— BEGIN —

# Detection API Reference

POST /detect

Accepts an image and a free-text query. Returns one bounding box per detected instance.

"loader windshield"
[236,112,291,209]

— END —

WHAT TO DO. Convert the data above into a JSON array of strings, with one string per line and the blank lines omitted.

REPLY.
[
  "# Detection API Reference",
  "POST /detect",
  "Accepts an image and a free-text query. Returns one bounding box per detected instance.",
  "\"loader windshield\"",
  "[236,112,291,209]"
]